── RECORDS SHOWN ──

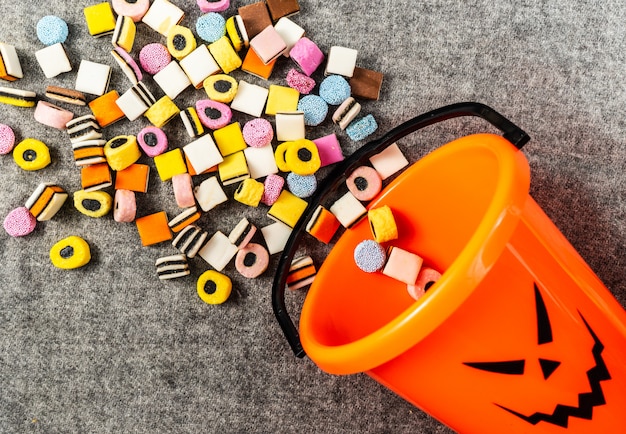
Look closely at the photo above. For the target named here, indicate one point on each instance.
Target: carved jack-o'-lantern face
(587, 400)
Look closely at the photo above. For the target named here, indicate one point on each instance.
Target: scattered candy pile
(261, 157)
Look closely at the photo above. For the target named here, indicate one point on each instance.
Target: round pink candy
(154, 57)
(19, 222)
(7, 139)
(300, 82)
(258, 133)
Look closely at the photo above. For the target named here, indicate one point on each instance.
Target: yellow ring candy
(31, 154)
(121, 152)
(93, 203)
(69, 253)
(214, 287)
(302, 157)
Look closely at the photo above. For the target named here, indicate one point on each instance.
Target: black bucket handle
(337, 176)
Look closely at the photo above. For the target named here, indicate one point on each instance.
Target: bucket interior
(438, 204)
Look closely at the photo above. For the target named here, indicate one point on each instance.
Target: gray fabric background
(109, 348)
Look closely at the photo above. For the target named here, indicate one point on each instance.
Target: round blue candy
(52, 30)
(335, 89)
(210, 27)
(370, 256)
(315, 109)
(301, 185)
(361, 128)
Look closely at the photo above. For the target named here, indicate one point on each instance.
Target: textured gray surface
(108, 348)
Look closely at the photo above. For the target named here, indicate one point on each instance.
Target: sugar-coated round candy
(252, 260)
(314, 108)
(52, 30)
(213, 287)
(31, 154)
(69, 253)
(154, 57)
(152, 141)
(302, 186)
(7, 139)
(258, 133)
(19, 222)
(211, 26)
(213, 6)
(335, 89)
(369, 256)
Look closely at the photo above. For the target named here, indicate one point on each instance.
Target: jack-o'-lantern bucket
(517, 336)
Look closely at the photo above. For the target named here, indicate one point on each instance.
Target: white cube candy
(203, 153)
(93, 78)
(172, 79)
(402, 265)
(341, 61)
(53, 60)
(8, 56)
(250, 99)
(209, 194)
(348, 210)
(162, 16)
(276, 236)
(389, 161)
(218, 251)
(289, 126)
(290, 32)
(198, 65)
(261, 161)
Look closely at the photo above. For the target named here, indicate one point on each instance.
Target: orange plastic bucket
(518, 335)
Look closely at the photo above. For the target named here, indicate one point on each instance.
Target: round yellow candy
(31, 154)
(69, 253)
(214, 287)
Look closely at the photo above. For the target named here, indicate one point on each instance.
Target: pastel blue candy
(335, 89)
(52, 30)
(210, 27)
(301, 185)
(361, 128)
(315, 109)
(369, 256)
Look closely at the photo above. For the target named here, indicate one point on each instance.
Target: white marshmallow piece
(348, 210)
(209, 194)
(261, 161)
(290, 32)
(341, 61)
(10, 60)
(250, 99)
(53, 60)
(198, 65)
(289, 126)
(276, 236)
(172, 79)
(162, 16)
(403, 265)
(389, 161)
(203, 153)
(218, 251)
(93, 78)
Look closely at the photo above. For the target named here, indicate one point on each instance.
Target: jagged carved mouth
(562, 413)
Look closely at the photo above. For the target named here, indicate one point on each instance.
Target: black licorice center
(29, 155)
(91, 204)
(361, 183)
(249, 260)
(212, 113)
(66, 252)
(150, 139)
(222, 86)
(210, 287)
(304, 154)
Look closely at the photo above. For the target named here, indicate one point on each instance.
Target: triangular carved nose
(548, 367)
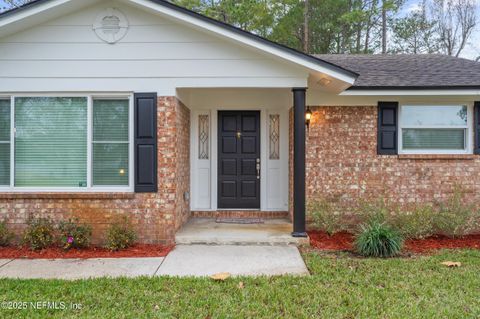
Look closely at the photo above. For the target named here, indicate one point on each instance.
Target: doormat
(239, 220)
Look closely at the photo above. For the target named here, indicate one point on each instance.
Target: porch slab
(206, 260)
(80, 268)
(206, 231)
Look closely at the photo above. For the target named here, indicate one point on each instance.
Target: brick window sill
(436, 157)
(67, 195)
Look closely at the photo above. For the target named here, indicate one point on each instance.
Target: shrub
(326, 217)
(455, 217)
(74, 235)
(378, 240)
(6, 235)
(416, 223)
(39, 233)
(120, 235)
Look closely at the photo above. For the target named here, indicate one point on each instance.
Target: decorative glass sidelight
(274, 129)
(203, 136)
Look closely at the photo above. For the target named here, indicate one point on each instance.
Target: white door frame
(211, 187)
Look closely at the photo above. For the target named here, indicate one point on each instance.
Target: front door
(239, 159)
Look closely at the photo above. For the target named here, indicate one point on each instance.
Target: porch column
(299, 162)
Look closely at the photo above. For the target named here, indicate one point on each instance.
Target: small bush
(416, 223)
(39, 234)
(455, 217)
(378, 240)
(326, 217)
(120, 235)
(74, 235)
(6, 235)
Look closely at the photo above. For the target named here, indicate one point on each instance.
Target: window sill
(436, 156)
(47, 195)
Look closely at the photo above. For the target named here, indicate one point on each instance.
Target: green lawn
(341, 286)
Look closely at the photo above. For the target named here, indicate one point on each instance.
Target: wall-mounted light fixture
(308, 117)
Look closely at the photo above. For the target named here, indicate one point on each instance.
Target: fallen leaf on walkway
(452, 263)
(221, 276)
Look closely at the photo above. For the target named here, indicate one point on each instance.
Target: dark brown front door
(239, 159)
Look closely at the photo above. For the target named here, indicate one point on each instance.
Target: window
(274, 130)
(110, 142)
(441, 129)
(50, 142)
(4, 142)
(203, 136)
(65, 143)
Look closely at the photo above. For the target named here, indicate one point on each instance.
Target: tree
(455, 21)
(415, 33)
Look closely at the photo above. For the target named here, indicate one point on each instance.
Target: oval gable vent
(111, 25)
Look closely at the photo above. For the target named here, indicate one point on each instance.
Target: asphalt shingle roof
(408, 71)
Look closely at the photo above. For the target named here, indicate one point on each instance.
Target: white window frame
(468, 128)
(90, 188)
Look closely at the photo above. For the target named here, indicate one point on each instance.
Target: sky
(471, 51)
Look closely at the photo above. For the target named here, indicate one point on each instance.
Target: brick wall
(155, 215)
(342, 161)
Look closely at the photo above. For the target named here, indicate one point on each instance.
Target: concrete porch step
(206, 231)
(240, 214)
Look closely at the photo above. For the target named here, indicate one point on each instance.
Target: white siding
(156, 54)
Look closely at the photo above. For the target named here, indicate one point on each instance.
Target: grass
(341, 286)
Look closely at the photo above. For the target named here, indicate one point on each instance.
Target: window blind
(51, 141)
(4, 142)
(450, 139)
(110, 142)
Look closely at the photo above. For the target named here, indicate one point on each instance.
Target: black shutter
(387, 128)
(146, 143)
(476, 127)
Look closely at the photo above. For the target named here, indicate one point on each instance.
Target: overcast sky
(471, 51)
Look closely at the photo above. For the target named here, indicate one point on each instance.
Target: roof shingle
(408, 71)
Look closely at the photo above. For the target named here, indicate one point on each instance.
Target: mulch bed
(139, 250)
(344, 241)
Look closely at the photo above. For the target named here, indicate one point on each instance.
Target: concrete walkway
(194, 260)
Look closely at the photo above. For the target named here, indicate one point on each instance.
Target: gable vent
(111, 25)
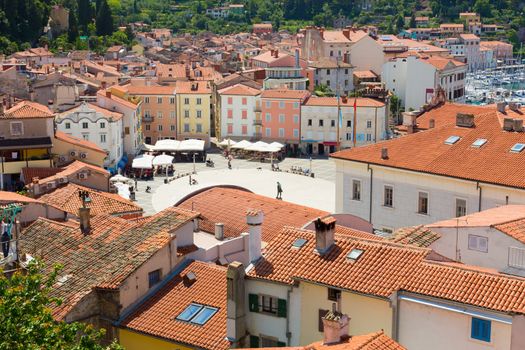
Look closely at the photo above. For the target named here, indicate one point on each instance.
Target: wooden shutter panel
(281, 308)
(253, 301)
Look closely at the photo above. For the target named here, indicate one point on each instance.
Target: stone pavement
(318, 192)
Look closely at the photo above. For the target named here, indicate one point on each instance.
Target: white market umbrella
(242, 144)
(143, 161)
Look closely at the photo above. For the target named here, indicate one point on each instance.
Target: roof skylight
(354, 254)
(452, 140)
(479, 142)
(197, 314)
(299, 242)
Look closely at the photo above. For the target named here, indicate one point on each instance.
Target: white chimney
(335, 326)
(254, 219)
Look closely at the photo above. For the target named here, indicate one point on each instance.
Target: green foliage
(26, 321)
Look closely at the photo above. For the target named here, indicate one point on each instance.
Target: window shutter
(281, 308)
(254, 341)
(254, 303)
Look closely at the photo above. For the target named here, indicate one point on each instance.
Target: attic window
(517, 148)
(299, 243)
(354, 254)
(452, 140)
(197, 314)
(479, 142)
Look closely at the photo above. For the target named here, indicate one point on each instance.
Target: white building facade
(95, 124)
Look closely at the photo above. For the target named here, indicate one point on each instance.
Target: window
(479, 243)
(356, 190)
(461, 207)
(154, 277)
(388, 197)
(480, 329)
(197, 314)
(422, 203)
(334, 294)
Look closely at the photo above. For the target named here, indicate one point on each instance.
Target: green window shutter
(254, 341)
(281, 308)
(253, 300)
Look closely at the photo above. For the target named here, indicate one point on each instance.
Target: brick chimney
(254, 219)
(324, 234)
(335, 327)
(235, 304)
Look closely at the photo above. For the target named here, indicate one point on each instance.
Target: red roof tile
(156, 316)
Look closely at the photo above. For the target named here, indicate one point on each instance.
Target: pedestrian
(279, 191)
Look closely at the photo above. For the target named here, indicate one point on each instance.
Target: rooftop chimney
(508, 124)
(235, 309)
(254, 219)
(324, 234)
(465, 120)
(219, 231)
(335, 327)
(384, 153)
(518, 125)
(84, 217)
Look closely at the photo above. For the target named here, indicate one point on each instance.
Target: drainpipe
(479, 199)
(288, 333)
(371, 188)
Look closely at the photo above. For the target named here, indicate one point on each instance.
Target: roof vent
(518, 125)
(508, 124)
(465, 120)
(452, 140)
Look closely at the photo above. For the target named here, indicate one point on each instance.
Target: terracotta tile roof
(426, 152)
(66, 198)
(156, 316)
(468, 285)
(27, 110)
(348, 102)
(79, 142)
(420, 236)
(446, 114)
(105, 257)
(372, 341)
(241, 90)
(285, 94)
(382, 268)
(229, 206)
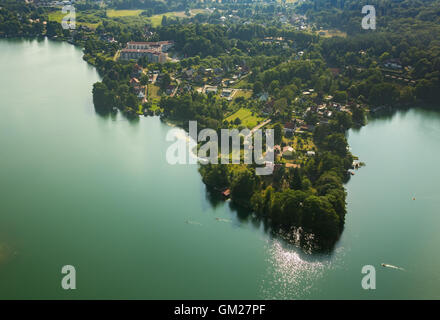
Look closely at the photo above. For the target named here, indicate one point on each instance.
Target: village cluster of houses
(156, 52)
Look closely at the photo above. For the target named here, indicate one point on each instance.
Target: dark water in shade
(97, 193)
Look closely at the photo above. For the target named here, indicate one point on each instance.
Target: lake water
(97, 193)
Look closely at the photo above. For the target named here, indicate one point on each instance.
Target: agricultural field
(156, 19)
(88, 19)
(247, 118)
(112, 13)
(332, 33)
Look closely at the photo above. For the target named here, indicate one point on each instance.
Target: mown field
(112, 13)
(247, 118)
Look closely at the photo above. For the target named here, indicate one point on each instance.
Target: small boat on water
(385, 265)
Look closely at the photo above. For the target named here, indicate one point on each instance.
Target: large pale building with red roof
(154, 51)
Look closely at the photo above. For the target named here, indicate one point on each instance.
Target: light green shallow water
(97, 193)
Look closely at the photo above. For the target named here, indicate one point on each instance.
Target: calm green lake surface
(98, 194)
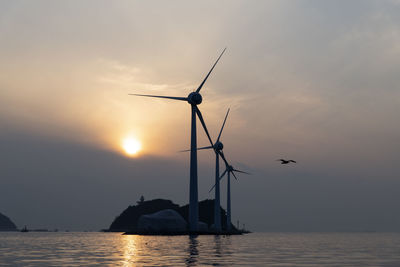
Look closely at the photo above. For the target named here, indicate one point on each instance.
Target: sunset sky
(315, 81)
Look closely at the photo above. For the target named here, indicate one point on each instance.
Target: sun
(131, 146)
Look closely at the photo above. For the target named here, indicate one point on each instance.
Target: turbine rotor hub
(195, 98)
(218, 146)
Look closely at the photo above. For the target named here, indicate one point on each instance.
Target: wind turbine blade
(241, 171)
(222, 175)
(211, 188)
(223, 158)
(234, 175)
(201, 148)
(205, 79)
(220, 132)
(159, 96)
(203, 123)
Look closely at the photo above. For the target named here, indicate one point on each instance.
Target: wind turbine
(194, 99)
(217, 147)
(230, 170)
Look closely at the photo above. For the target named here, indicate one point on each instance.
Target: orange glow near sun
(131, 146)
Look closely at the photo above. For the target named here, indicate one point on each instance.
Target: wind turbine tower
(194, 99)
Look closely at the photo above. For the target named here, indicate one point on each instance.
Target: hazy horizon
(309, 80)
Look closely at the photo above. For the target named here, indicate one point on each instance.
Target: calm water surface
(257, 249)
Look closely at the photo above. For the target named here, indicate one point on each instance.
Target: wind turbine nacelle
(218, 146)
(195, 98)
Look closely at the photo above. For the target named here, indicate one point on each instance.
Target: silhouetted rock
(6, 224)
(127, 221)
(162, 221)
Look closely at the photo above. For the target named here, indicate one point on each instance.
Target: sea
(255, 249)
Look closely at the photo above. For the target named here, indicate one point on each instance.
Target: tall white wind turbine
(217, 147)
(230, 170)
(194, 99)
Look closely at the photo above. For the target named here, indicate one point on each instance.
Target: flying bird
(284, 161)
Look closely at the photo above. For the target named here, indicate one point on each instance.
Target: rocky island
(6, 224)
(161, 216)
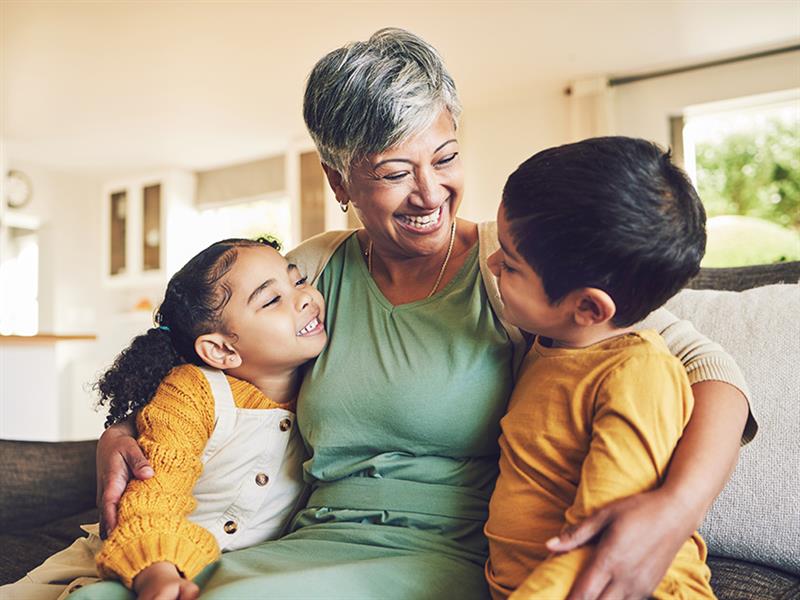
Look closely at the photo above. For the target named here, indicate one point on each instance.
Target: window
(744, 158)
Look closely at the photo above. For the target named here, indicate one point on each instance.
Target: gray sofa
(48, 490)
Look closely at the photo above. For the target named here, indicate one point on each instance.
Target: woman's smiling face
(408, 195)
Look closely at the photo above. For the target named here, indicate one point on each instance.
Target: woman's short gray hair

───

◆ PROBLEM STATEMENT
Return every line of the listing above that contains the string "tile", and note that case counts when matching.

◆ EXERCISE ANSWER
Target: red roof tile
Target: terracotta tile roof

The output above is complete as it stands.